Recorded information
★ ★ ★ ★ ★

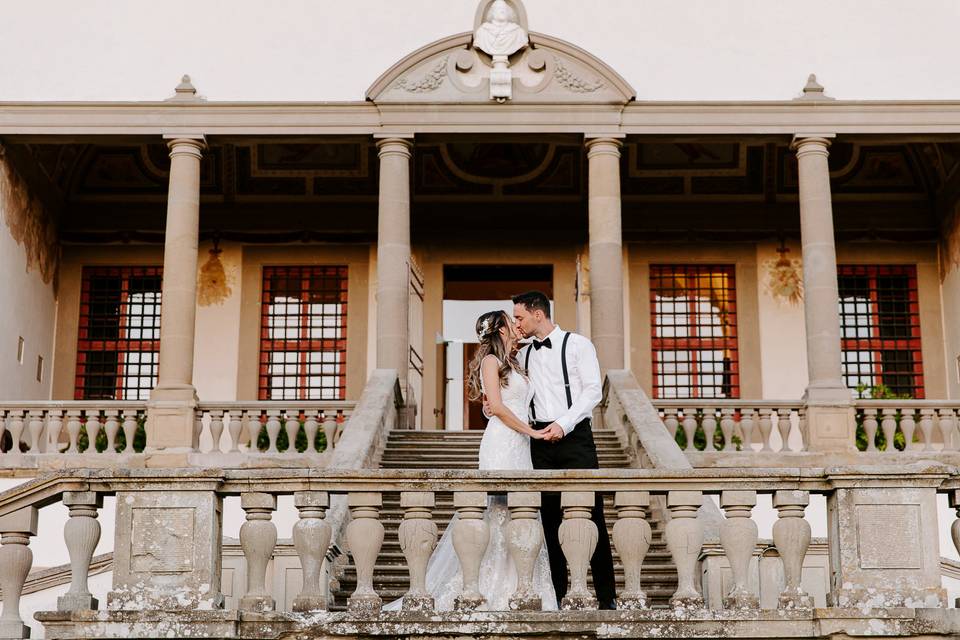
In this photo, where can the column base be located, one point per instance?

★ ★ ★ ★ ★

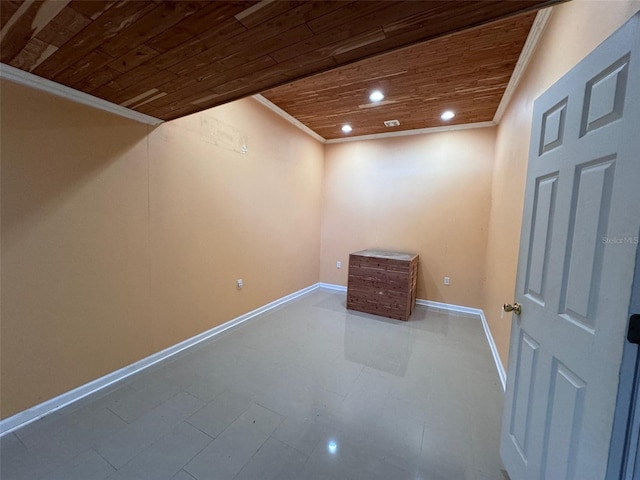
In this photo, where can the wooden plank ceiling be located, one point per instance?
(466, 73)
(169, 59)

★ ★ ★ ★ ★

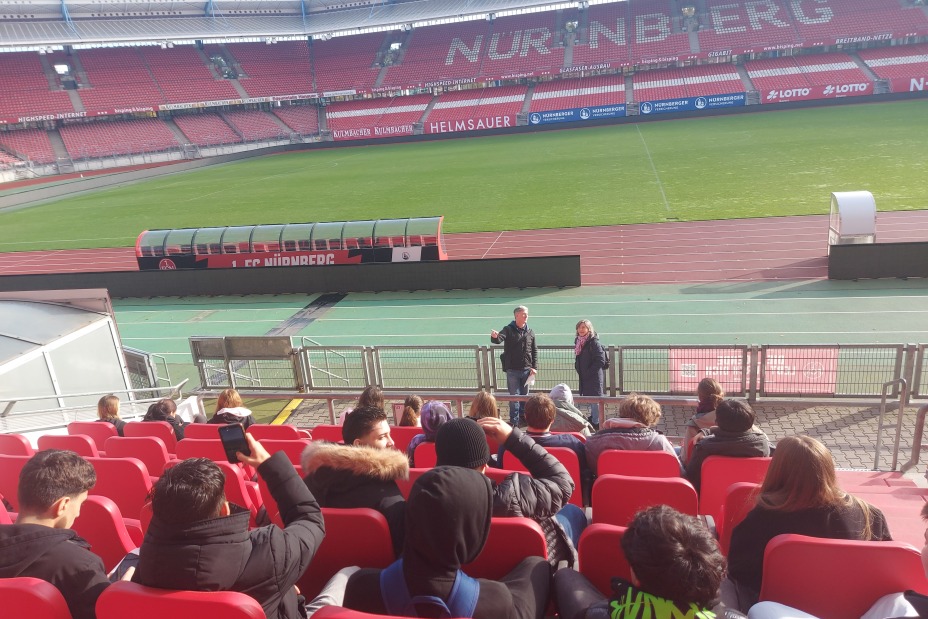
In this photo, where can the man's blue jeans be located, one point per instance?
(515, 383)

★ ★ ★ ★ ★

Exercise directions
Identify every line in the items above that contains the word "where" and reproduce each such line in full.

Result of this task
In this photo, where can the column base be located, one point per instance?
In this photo, where can the wooden plank ceiling be located, one point per instance?
In this photo, where can the man's blue jeans be located, one point per instance?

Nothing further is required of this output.